INPUT MATERIAL
Start of Block
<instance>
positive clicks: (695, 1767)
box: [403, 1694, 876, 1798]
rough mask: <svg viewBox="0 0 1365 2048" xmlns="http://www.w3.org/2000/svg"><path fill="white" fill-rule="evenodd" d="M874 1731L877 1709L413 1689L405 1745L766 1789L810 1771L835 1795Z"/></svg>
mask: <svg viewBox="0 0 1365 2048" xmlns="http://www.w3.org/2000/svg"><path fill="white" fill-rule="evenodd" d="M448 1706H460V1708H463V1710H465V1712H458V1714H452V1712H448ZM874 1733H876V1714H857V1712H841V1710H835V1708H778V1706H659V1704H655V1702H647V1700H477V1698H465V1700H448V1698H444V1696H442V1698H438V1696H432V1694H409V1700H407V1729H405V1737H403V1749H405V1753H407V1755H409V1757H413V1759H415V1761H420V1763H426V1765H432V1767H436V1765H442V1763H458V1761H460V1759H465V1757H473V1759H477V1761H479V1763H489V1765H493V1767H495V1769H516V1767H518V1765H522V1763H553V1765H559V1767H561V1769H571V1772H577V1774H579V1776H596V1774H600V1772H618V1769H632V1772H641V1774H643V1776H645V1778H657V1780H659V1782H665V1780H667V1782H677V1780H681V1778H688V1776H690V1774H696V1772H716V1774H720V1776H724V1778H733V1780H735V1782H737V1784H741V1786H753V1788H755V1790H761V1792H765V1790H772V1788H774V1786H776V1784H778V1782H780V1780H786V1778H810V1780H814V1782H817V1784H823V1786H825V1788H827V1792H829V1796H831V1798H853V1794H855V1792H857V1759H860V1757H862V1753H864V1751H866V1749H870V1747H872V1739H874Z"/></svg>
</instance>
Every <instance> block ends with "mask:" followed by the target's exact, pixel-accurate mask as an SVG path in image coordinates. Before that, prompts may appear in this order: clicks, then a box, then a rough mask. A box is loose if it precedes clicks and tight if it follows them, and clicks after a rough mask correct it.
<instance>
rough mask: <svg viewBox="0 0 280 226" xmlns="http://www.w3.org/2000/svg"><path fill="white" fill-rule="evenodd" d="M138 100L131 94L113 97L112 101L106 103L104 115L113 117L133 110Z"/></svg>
End of Block
How many lines in the entries above contain the word "clicks"? Reply with the number alone.

2